### Information supplied
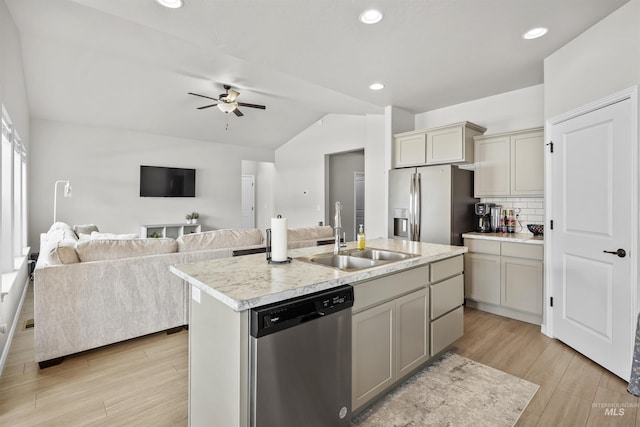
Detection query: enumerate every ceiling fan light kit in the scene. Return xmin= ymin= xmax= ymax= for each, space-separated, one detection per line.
xmin=188 ymin=85 xmax=267 ymax=117
xmin=360 ymin=9 xmax=382 ymax=24
xmin=156 ymin=0 xmax=184 ymax=9
xmin=218 ymin=102 xmax=238 ymax=113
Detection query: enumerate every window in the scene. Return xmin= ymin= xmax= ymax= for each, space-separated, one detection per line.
xmin=0 ymin=106 xmax=27 ymax=273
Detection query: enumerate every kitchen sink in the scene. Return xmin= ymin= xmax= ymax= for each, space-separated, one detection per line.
xmin=296 ymin=248 xmax=419 ymax=271
xmin=348 ymin=248 xmax=417 ymax=261
xmin=297 ymin=254 xmax=376 ymax=271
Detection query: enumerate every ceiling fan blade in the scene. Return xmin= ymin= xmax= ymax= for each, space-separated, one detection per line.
xmin=187 ymin=92 xmax=218 ymax=101
xmin=227 ymin=89 xmax=240 ymax=102
xmin=238 ymin=102 xmax=267 ymax=110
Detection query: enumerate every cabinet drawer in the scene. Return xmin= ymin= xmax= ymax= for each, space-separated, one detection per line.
xmin=431 ymin=307 xmax=464 ymax=356
xmin=464 ymin=239 xmax=500 ymax=255
xmin=353 ymin=265 xmax=429 ymax=313
xmin=431 ymin=274 xmax=464 ymax=320
xmin=502 ymin=242 xmax=544 ymax=261
xmin=431 ymin=255 xmax=464 ymax=282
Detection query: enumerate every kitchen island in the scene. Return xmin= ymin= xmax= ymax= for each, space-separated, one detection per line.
xmin=171 ymin=239 xmax=467 ymax=426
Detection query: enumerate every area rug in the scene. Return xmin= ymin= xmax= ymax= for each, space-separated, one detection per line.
xmin=352 ymin=352 xmax=539 ymax=427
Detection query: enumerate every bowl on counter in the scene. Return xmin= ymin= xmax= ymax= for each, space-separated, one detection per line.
xmin=527 ymin=224 xmax=544 ymax=236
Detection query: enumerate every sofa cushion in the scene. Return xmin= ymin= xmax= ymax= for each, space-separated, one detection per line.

### Exercise objective
In the data above, reproduce everything from the line containing "Detection query: enumerate every cabinet" down to the line containing "xmin=353 ymin=265 xmax=429 ymax=313", replacing "drawer" with "door" and leaving all else unchanged.

### Worked solution
Detection query: enumerate every cabinet door in the scene. Return xmin= ymin= xmax= ymax= for each, space-separated, one detection per line.
xmin=431 ymin=307 xmax=464 ymax=356
xmin=464 ymin=239 xmax=500 ymax=255
xmin=353 ymin=265 xmax=429 ymax=313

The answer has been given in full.